> **What the task asks**
Copy out everything below, from the line containing "Could you locate every wispy" down to the last line of the material, keeping each line word for word.

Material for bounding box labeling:

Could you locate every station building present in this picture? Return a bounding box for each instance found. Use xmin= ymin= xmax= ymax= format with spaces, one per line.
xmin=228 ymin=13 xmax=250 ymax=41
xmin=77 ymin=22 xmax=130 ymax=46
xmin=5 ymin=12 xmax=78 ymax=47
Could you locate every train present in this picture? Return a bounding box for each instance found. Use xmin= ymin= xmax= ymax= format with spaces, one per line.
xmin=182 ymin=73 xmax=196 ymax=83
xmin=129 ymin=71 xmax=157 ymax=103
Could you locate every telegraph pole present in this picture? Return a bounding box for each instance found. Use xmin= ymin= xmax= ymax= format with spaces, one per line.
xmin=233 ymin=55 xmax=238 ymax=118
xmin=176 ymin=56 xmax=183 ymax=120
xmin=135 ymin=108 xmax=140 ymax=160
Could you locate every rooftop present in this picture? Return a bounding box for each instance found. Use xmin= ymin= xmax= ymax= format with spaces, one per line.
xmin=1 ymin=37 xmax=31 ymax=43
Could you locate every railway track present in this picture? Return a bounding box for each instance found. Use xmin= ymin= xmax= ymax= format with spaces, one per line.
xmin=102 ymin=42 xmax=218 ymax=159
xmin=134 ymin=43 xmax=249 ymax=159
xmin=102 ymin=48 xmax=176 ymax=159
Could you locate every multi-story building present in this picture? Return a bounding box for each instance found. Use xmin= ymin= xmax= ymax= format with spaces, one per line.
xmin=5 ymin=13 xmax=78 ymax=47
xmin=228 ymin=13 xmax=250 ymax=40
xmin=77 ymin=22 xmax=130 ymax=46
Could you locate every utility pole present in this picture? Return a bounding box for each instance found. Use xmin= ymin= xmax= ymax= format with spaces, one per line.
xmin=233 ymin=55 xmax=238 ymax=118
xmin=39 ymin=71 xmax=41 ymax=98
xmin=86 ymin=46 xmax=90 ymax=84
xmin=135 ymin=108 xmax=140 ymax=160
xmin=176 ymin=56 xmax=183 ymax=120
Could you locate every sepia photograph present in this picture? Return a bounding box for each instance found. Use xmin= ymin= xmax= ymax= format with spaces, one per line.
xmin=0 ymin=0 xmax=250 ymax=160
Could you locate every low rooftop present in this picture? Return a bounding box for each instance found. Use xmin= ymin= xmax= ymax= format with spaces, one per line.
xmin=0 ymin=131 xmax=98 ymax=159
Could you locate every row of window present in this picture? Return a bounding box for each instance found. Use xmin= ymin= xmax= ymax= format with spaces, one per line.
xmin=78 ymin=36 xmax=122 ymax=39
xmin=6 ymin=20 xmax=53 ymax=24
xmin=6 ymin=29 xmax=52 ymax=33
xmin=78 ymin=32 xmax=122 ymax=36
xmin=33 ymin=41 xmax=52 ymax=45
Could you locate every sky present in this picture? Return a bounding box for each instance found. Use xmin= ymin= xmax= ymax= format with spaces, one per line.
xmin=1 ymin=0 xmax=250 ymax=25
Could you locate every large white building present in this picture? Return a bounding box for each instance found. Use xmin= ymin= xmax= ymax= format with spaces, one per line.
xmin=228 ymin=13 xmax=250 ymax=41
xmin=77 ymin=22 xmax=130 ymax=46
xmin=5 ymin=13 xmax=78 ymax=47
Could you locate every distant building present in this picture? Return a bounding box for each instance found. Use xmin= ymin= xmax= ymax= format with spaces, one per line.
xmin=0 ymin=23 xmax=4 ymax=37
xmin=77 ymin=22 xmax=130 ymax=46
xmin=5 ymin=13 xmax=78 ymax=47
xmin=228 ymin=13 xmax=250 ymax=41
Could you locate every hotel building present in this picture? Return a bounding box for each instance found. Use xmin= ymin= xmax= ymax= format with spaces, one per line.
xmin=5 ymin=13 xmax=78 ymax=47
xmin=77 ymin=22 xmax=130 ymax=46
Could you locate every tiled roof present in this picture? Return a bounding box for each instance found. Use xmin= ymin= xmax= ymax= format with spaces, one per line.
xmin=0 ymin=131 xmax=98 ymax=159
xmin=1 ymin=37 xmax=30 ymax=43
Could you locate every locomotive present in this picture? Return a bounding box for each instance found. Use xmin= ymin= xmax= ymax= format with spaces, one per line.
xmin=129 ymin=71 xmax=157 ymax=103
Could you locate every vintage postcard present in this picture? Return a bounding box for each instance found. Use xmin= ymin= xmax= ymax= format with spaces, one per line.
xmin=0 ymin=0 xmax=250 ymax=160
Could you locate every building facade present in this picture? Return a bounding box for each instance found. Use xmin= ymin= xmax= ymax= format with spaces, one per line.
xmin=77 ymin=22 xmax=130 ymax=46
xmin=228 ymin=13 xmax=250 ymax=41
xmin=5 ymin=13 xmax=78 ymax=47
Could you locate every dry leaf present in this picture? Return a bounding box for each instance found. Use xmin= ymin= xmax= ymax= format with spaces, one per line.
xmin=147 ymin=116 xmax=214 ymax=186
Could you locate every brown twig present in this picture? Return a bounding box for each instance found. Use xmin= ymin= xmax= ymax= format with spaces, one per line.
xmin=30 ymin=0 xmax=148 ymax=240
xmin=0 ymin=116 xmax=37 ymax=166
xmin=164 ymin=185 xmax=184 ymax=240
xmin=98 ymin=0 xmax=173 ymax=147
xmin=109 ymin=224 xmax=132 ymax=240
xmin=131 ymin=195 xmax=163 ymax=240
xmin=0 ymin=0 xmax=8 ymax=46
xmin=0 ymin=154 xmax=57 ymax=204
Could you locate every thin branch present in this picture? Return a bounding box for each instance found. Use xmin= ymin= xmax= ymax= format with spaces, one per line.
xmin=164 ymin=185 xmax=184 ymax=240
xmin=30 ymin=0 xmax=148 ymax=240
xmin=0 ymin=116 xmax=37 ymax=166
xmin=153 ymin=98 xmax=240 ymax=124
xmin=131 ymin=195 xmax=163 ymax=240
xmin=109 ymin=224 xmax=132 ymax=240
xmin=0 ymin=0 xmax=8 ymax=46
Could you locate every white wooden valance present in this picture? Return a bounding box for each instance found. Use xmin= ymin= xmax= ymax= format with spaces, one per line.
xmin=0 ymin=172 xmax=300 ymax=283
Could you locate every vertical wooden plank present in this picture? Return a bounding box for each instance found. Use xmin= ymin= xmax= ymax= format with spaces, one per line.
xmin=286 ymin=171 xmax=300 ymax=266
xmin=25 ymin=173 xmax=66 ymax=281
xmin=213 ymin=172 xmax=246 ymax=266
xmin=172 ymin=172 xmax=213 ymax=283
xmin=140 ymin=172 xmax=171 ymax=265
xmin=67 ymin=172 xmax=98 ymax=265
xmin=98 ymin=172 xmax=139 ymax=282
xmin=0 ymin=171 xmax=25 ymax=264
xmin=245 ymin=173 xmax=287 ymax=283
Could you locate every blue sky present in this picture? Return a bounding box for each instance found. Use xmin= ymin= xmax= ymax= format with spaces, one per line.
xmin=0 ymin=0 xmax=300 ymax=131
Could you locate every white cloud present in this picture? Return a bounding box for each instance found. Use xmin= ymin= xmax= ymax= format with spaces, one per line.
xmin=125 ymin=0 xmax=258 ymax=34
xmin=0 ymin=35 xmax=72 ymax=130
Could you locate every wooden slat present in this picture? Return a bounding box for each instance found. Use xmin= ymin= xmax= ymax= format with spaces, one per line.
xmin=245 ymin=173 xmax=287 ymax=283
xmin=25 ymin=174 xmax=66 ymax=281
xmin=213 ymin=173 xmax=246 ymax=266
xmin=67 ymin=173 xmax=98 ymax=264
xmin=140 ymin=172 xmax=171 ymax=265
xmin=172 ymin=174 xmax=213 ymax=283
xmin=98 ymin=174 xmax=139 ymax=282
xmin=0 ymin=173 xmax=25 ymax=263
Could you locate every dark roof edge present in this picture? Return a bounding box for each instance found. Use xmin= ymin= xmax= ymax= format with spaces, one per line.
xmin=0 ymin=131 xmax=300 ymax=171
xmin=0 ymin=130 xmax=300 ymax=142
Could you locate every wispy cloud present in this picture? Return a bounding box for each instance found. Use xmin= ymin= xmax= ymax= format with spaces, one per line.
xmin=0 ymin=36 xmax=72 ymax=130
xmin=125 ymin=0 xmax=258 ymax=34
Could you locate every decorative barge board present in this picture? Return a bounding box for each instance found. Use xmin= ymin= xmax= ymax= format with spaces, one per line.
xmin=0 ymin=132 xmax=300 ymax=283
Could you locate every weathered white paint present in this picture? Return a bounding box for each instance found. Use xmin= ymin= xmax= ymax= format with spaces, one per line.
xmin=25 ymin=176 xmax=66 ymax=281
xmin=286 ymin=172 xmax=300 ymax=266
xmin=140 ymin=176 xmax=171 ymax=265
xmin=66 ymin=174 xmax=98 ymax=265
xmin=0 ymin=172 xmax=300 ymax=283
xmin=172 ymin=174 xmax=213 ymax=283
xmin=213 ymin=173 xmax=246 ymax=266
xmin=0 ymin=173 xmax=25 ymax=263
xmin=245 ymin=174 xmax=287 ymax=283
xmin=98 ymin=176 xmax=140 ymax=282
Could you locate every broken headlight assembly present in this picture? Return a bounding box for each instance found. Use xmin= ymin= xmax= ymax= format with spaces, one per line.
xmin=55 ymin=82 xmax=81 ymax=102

> **Completed task**
Could you locate every wispy cloud present in this picture? Return a bounding box for each instance found. Use xmin= ymin= xmax= ymax= format with spaces, one per line.
xmin=0 ymin=36 xmax=72 ymax=130
xmin=125 ymin=0 xmax=258 ymax=34
Could you locate every decorative barge board present in this picture? Return a bounding box for each instance found. Use xmin= ymin= xmax= ymax= format with spaces, one per line.
xmin=0 ymin=132 xmax=300 ymax=283
Could you locate every weathered white paint present in this picture? Return a bounding box for each instance found. Use xmin= ymin= xmax= ymax= format with spaces, one per line.
xmin=25 ymin=176 xmax=66 ymax=281
xmin=286 ymin=172 xmax=300 ymax=266
xmin=140 ymin=176 xmax=171 ymax=265
xmin=66 ymin=174 xmax=98 ymax=265
xmin=0 ymin=172 xmax=300 ymax=283
xmin=172 ymin=174 xmax=213 ymax=283
xmin=213 ymin=173 xmax=246 ymax=266
xmin=0 ymin=173 xmax=25 ymax=263
xmin=245 ymin=174 xmax=287 ymax=283
xmin=98 ymin=176 xmax=140 ymax=282
Could you locate every broken headlight assembly present in this picture? Return a bounding box for each instance found. Use xmin= ymin= xmax= ymax= format with spaces, one per line.
xmin=55 ymin=82 xmax=81 ymax=102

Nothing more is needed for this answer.